(Records taken from a dataset)

----------------

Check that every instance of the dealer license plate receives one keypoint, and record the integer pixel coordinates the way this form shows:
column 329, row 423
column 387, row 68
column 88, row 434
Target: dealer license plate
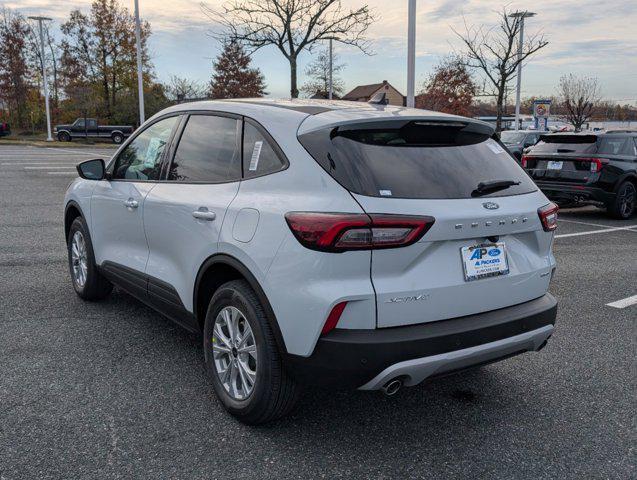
column 480, row 261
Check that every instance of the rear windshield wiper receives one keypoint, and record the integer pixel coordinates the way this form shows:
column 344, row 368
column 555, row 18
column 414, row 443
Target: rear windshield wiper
column 492, row 186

----------------

- _Instructions for the task_:
Copy all of the lines above word for word, leaving out the pictures.

- _Exercise result_:
Check that every instance of the dealer license plate receives one keypoint, and record the integer pixel coordinates the way this form shows:
column 329, row 423
column 387, row 68
column 88, row 434
Target: dealer license plate
column 480, row 261
Check that every instance of the rear windshield wiper receives one keypoint, and record the integer pixel coordinates the way this form shows:
column 344, row 368
column 555, row 18
column 414, row 443
Target: rear windshield wiper
column 492, row 186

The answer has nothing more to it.